### What this task involves
Convert the records from the line with "# draw the outline of every instance of the flowering" up to and including the line with "175), (194, 181)]" into a Markdown table with the columns Index and Entry, one line per row and blank lines omitted.

[Boundary labeling items]
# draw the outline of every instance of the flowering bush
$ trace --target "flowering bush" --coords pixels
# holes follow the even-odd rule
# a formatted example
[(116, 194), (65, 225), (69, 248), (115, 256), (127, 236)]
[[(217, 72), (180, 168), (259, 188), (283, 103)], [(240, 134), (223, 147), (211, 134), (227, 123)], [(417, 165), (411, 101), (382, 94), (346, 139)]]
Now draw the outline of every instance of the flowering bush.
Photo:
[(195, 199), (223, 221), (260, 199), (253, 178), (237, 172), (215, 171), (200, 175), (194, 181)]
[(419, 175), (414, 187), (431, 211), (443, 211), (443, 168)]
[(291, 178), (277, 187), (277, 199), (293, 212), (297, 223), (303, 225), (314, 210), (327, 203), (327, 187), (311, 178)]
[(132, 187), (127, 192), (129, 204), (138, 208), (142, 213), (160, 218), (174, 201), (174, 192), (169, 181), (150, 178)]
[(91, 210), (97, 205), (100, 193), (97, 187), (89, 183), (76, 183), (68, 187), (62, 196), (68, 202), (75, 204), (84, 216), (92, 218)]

==

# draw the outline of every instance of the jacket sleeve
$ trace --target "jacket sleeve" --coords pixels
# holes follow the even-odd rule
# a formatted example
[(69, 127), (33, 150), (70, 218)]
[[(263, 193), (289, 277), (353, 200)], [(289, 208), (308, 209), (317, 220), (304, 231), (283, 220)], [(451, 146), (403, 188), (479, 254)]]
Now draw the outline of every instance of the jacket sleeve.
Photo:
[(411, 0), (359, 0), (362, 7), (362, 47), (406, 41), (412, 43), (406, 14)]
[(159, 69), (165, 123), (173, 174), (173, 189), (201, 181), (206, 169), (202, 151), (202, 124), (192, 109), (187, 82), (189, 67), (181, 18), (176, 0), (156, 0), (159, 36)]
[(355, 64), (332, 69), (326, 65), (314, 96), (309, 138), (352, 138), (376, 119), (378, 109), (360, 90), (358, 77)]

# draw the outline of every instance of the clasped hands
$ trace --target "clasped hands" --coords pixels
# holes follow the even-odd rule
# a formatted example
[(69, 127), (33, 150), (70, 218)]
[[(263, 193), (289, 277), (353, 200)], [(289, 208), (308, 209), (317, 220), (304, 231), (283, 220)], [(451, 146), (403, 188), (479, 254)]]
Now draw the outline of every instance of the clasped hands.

### Result for this task
| Index | Entry |
|---|---|
| 1 | # draw the outline of every instance of the flowering bush |
| 2 | $ trace --target "flowering bush" --coords pixels |
| 3 | # holes follow the even-odd rule |
| 4 | # a formatted example |
| 5 | [(116, 194), (65, 225), (69, 248), (115, 256), (127, 236)] |
| 6 | [[(217, 72), (180, 168), (259, 188), (283, 103)], [(240, 134), (223, 147), (211, 134), (227, 123)], [(417, 165), (411, 101), (382, 94), (346, 139)]] |
| 7 | Now draw the outline of every instance of the flowering bush. |
| 8 | Photo: |
| 9 | [(195, 199), (223, 221), (260, 199), (253, 178), (237, 172), (215, 171), (200, 175), (194, 181)] |